Instructions for the task: Return all the entries word for word.
○ ○ ○ ○
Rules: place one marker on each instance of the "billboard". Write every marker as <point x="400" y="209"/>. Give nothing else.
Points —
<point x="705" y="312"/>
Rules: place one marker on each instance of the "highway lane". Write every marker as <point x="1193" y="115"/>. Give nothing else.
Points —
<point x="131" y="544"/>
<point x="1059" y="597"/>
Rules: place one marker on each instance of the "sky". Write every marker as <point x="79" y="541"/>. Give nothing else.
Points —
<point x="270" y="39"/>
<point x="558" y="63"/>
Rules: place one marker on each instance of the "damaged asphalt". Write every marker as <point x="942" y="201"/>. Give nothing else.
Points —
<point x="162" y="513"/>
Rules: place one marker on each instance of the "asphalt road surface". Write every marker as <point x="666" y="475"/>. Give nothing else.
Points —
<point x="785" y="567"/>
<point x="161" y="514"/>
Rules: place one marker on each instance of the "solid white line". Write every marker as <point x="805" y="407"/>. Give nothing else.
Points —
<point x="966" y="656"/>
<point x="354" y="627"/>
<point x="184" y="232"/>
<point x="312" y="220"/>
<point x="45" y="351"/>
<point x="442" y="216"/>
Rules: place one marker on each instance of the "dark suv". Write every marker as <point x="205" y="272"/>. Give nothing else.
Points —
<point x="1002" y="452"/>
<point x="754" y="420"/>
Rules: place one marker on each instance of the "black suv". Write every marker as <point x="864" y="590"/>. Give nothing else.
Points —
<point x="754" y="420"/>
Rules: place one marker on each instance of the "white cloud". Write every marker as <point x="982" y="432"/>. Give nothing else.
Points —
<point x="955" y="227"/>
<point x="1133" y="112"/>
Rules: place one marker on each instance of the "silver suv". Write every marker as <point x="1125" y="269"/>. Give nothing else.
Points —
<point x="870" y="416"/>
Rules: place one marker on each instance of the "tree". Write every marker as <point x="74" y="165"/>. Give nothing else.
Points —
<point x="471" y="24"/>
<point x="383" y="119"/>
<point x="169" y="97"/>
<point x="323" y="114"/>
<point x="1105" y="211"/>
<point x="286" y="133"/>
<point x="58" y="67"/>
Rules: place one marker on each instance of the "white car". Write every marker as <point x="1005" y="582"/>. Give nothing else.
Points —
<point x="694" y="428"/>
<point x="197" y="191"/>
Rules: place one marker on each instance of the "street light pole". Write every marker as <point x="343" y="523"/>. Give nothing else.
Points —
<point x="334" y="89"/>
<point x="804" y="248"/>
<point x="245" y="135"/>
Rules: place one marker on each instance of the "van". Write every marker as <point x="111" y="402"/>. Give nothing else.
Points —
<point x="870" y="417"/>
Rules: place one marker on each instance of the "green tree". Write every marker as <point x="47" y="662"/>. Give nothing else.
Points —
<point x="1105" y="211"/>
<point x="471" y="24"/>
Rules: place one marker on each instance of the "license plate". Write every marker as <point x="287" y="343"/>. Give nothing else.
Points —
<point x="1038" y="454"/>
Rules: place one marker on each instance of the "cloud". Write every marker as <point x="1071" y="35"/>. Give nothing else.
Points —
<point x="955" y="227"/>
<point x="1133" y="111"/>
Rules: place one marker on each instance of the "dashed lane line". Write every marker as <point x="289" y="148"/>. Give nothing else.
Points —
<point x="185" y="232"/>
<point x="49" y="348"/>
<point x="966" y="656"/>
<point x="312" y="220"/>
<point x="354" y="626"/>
○ ○ ○ ○
Solution:
Rules: place one marker on each instance of the "billboard". Write every marker as <point x="400" y="209"/>. Give nothing else.
Points —
<point x="705" y="312"/>
Rules: place one marker on each instance of the "highway lane". Write every marker as <point x="1193" y="115"/>. Give nothing else.
Points —
<point x="131" y="544"/>
<point x="1059" y="597"/>
Rules: place one marker on each instance of the "sky". Write every marker as <point x="79" y="541"/>. Give nothing else.
Points —
<point x="270" y="39"/>
<point x="558" y="63"/>
Rules: place one marker on each instance of the "damaged asphalt". Write every marker as <point x="942" y="201"/>. Give nothing else.
Points —
<point x="162" y="513"/>
Rules: place one marker on each instance of the "asphalt road surface". Write every marker as <point x="666" y="475"/>. Give nothing else.
Points —
<point x="785" y="567"/>
<point x="161" y="514"/>
Rules: place one marker on each instance of the "solid white line". Write every marker as <point x="805" y="407"/>. Give nothing else.
Points —
<point x="966" y="656"/>
<point x="354" y="627"/>
<point x="184" y="232"/>
<point x="312" y="220"/>
<point x="45" y="351"/>
<point x="442" y="216"/>
Rules: place one marker on each instance of the "dark suv". Write every marker as <point x="205" y="272"/>. Give nothing else.
Points —
<point x="1002" y="452"/>
<point x="754" y="420"/>
Rules: place one marker on each instance of the "black suv". Write every marker as <point x="864" y="590"/>. Give nothing else.
Points —
<point x="754" y="420"/>
Rules: place one marker on each instance of the "white cloud". Write every marker as <point x="982" y="432"/>. Give nothing else.
Points —
<point x="955" y="227"/>
<point x="1133" y="112"/>
Rules: place one marker on each instance of the "silver suv". Write every marker as <point x="1125" y="269"/>. Give nothing else.
Points —
<point x="870" y="416"/>
Rules: place one marker on each instance of the "tree". Write every marker as <point x="74" y="165"/>. Give nothing else.
Points —
<point x="471" y="24"/>
<point x="383" y="119"/>
<point x="169" y="97"/>
<point x="323" y="114"/>
<point x="1105" y="211"/>
<point x="286" y="133"/>
<point x="58" y="67"/>
Rules: place one marker on each instance of the "white car". Write every marker as <point x="1005" y="582"/>. Give nothing else.
Points —
<point x="694" y="428"/>
<point x="197" y="191"/>
Rules: place one marker on each instance of the "street light pole". Write every marker as <point x="343" y="523"/>. Give nothing else.
Points —
<point x="334" y="89"/>
<point x="804" y="248"/>
<point x="245" y="135"/>
Rules: place one marker on each instance of the "van". Write every marker as <point x="111" y="402"/>. Give nothing else.
Points —
<point x="870" y="417"/>
Rules: place one marker on each instance of the "green tree". Write every marker as <point x="47" y="662"/>. Give nothing else.
Points —
<point x="1105" y="211"/>
<point x="471" y="24"/>
Rules: place one marker on each instance of the "license plate". Write every marker as <point x="287" y="343"/>. Give nothing else.
Points —
<point x="1038" y="454"/>
Rules: place one marker on each instance of the "cloud". Write every marker as <point x="1071" y="35"/>. Give nothing else.
Points —
<point x="955" y="227"/>
<point x="1133" y="111"/>
Rules: place one marker on each instance of the "dashed lane line". Write every marker as <point x="289" y="148"/>. Give nothing else.
Points —
<point x="185" y="232"/>
<point x="49" y="348"/>
<point x="966" y="656"/>
<point x="312" y="220"/>
<point x="354" y="626"/>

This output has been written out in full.